Dataset records
BEGIN

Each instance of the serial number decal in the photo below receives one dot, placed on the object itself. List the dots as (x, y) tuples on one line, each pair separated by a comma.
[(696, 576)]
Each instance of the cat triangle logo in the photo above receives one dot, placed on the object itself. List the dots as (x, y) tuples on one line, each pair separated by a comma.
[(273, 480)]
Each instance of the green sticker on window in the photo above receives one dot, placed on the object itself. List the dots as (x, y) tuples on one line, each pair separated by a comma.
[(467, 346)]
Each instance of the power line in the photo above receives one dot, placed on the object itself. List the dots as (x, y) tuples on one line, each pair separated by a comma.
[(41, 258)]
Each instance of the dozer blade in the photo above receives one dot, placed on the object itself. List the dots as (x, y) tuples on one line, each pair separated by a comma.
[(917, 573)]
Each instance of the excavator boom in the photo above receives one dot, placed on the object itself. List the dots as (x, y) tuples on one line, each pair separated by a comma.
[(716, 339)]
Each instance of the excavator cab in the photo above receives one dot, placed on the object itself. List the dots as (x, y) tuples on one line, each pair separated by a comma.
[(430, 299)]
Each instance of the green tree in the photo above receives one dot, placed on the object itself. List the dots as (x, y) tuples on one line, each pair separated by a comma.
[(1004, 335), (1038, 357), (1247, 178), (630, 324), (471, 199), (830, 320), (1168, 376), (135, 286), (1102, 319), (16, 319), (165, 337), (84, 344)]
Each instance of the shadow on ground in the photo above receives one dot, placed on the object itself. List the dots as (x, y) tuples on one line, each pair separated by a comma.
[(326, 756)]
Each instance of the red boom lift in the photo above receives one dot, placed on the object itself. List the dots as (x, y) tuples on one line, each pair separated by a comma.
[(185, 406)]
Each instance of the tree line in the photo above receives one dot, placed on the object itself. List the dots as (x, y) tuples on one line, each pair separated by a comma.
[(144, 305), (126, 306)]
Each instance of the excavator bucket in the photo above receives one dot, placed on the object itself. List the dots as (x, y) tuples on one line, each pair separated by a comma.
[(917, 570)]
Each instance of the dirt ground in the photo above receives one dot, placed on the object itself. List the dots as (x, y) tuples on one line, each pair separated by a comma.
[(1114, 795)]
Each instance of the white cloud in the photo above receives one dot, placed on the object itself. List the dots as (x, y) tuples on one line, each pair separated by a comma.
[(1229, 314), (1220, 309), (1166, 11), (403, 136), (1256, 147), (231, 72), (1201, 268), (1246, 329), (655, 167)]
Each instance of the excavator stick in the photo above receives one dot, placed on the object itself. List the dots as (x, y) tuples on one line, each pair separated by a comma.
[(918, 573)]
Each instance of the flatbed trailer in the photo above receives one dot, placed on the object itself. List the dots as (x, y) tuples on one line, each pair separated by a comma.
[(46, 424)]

END

* _Work instructions_: All of the data above is to be given again, word for word.

* _Answer to this problem_:
Each instance of the serial number decal in the photo below receives one dot, placed on the object itself. List the dots as (x, y) tuples on one line, each pair separated by a comma.
[(696, 576)]
Each instance of the cat triangle logo in the photo above receives one dot, placed on the object itself. List the dots as (x, y) tuples on one line, each pair separated by a comma.
[(273, 480)]
Each instance of the green sticker on window in the photo above receives one dot, placed on the object itself. List the dots as (x, y) tuples on one line, each pair separated by a comma.
[(467, 346)]
Each instance of the power line in the photo above receives one dot, placed on the object itself. List the dots as (x, y) tuples on one line, each pair separated by a comma.
[(41, 258)]
Each instance of the dozer blade in the photo above receives one dot, placed on the object itself. List the dots as (x, y) tuples on one line, each pair separated by a comma.
[(917, 573)]
Each instance of the excavator boom in the photo above receives one dot, placed on the object itself. List the dots as (x, y) tuples on one line, each pair separated by a comma.
[(716, 339)]
Each instance of the excavator cab in the photo above receives one dot, placed on the object itself. List the dots as (x, y) tuples on one line, each pair separated by a comma.
[(430, 299)]
Each instance of the green tree in the photo above receives one dot, placed on the object itself. List the dots as (x, y) tuples on one line, each pair separated by a comma.
[(1004, 335), (1038, 357), (1247, 178), (630, 324), (471, 199), (830, 320), (1168, 376), (135, 286), (1102, 319), (16, 319), (165, 337), (84, 344)]
Each instance of the shadow on ground in the photo above receives one dot, placed on the object itself. List the dots as (x, y) tuples on one line, each pair separated by a comma.
[(326, 756)]
Each instance of the red boom lift in the photo above receives one dot, placed on the object itself. List the dots as (x, y) tuples on one line, each pair separated by a comma.
[(185, 406)]
Each instance of the tree line in the photo above receives one dot, placed on the object itself. List the dots as (x, y) tuples on one line, each pair separated by a comma.
[(144, 305), (126, 306)]
Each instance of the excavator bucket in the photo above receives one dot, placed on the object itself. List the dots as (x, y) tuples on one line, each pair separated by a comma.
[(917, 570)]
Each instance of the dirt ground in the photo above receives one dot, placed on the object itself. List the dots as (x, y) tuples on one line, each pair separated by a comma.
[(1114, 795)]
Each instance of the white cloud in the photo above receives one dot, placed on the object itself. List the dots as (x, y) tuples on one line, each pair separated by a comma.
[(1229, 314), (1220, 309), (1166, 11), (403, 136), (1256, 147), (231, 72), (1201, 268), (1246, 329), (655, 167)]
Each instance of the excavator stick in the photo above receives one dot, placed on the object itself. List the dots as (x, y) tuples on one line, each pair separated by a comma.
[(918, 573)]
Each instance of the flatbed trailer in the photo above receives one dot, placed on the object itself. List the dots as (x, y) tuples on one line, each pair separated by a comma.
[(46, 424)]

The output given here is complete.